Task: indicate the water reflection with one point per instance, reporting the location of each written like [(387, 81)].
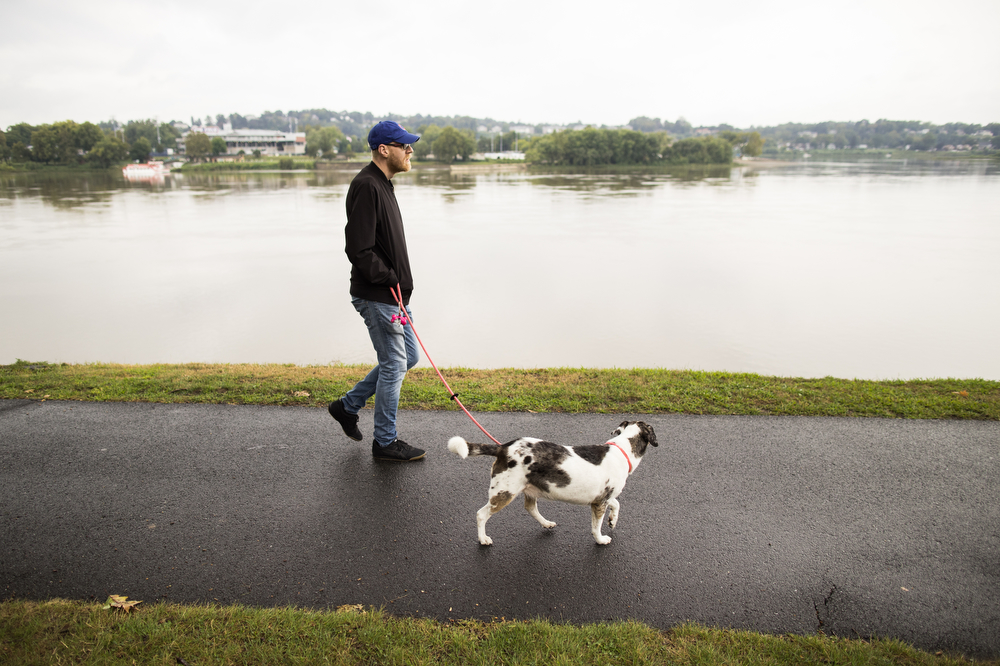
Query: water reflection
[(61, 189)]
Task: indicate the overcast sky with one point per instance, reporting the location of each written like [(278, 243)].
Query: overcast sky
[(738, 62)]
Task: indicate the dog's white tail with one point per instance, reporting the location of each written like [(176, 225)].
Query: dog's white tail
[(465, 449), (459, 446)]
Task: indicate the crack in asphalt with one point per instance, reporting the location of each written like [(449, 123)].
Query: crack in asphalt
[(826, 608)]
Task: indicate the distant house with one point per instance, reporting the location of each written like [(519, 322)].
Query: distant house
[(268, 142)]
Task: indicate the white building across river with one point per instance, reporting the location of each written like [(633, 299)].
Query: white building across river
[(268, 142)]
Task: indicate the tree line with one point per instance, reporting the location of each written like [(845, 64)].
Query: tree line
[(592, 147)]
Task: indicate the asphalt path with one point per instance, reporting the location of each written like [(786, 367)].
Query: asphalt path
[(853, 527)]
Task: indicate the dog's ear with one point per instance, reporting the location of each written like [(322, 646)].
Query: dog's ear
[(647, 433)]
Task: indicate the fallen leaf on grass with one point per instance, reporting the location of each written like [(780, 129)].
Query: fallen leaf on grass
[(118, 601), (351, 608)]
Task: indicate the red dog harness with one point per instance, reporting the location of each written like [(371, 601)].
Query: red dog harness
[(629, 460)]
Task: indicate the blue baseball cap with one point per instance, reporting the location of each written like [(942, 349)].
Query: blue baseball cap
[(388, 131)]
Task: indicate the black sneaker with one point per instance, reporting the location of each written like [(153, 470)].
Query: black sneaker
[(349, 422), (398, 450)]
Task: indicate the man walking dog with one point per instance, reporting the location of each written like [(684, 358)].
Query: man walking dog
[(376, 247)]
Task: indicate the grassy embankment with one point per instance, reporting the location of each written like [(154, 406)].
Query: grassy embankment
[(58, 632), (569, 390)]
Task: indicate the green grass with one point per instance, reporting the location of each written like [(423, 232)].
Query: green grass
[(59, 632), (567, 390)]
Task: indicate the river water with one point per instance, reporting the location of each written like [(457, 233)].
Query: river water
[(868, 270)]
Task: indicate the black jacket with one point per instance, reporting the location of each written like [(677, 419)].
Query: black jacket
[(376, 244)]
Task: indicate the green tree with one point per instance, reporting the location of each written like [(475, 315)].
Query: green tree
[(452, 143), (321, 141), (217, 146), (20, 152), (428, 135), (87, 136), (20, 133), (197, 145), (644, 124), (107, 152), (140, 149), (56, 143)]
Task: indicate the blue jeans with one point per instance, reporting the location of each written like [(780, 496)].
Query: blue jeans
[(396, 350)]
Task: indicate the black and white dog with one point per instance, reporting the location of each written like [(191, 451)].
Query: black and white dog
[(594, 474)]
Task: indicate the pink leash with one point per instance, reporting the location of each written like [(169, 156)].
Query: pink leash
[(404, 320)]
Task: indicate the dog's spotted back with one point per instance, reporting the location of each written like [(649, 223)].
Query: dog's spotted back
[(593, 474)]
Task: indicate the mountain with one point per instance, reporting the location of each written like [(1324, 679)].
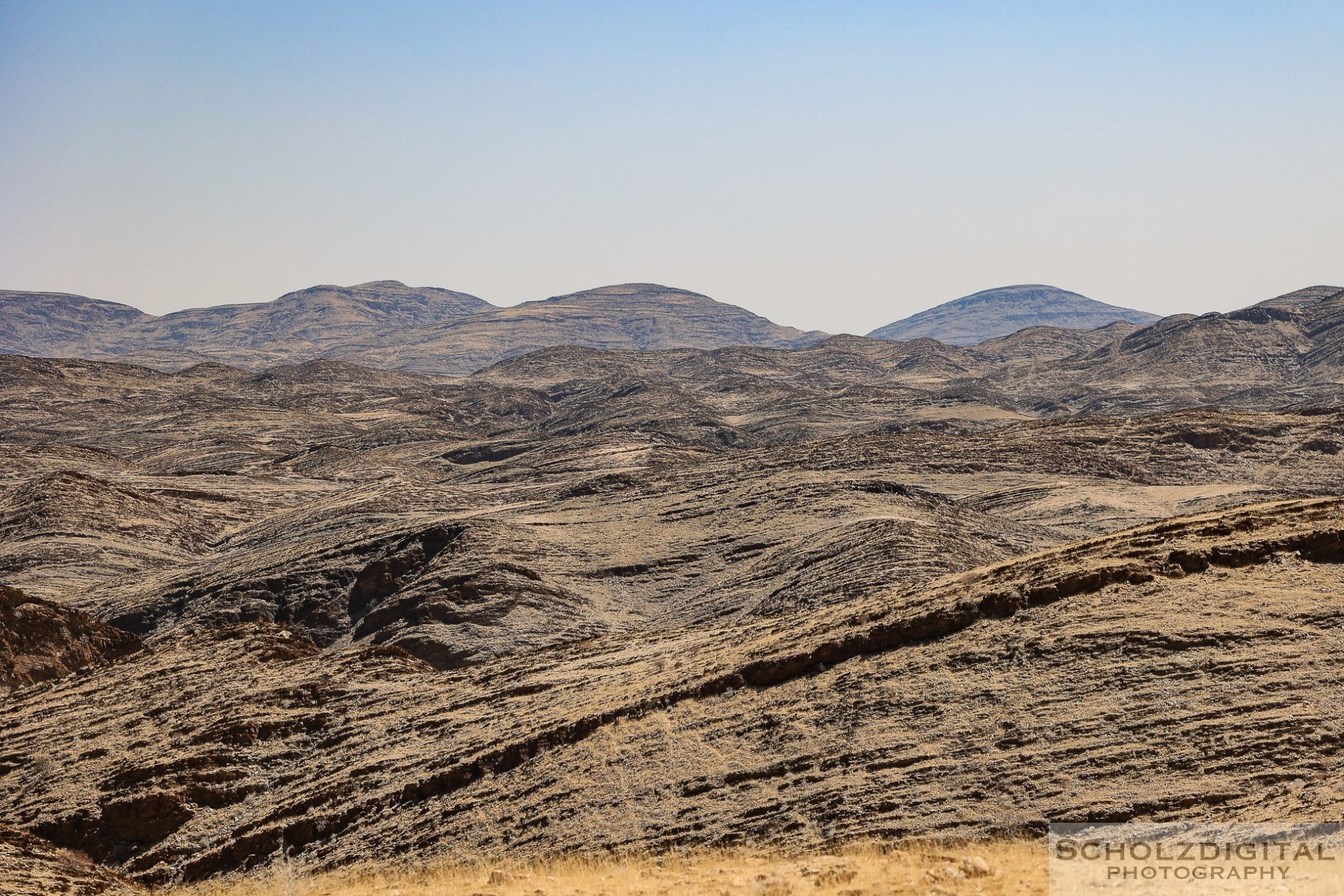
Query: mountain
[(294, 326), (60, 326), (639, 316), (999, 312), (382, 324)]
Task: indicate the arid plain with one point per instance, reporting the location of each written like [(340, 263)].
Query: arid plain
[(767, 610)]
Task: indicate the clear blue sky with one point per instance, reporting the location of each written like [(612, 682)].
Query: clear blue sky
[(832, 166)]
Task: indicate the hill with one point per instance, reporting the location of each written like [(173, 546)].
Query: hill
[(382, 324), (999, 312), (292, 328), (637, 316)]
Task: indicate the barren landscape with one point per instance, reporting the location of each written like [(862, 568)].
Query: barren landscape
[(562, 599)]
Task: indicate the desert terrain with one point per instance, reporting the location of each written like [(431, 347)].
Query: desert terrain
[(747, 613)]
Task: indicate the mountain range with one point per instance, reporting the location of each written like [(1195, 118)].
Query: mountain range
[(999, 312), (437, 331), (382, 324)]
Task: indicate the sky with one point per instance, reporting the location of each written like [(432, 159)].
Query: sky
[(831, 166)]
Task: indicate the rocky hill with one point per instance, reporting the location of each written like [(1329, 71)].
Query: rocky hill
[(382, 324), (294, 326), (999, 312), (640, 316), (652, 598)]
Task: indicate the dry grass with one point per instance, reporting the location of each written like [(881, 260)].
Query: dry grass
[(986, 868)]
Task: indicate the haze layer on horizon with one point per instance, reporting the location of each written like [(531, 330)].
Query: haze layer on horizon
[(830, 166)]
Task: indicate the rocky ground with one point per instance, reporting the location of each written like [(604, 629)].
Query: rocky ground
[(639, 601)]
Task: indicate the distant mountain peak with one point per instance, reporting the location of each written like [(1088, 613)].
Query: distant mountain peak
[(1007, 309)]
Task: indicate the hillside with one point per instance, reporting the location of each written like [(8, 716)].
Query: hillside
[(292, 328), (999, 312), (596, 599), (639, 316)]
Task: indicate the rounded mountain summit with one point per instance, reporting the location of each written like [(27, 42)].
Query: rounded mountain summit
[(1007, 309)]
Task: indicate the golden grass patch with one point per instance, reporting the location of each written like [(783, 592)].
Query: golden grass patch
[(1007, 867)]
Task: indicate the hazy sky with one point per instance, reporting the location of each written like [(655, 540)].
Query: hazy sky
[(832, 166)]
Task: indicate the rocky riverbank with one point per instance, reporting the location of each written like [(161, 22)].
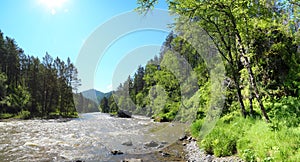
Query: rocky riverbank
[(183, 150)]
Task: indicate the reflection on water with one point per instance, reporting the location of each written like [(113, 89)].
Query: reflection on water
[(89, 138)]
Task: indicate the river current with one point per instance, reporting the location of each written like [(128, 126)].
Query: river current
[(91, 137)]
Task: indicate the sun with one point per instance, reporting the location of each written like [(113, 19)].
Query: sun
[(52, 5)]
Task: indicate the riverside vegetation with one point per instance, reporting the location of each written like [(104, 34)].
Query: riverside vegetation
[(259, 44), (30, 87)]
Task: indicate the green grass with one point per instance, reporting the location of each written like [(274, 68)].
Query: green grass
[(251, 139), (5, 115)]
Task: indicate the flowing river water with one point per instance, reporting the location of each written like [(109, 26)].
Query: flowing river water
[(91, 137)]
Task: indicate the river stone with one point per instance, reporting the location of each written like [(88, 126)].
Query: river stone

▶ [YOUR OBJECTIVE]
Repeat exactly the lines from the one holding "Task: indicate the hazy" through the last line of the entries, both included; the pictures do not belong in the copy.

▶ [ANSWER TO THE EXERCISE]
Task: indicate the hazy sky with one point per instance, reporting the location of each written like [(655, 540)].
Query: hazy sky
[(832, 166)]
Task: indicate the rocky riverbank with one point per instance, reporting the location of each written like [(161, 22)].
Query: rocky riverbank
[(183, 150)]
Task: indicate the reflection on water with one point per instance, reporting the location of each written like [(113, 89)].
Query: reflection on water
[(89, 138)]
Task: indicate the river current with one point per instance, reporting the location of each written like [(128, 126)].
Query: river current
[(91, 137)]
Task: indicate the sun with one point per instance, reporting the location of each written like [(113, 19)].
Query: sun
[(52, 5)]
Task: indicate the riverside vegetation with one point per instance, reporting the location of each written like [(104, 34)].
Query: riverside vegetation
[(259, 44), (30, 87)]
Task: indicate the green grass with one point per instance, reporting the location of each written like [(274, 68)].
Query: green grass
[(251, 139), (5, 115)]
Task: indicate the flowing river water with one point per instance, reporting the location of each written like [(109, 26)].
Query: flowing river water
[(91, 137)]
Task: indicate the river stone with one point per instance, reporting the location of each written like [(88, 126)].
Query: river stone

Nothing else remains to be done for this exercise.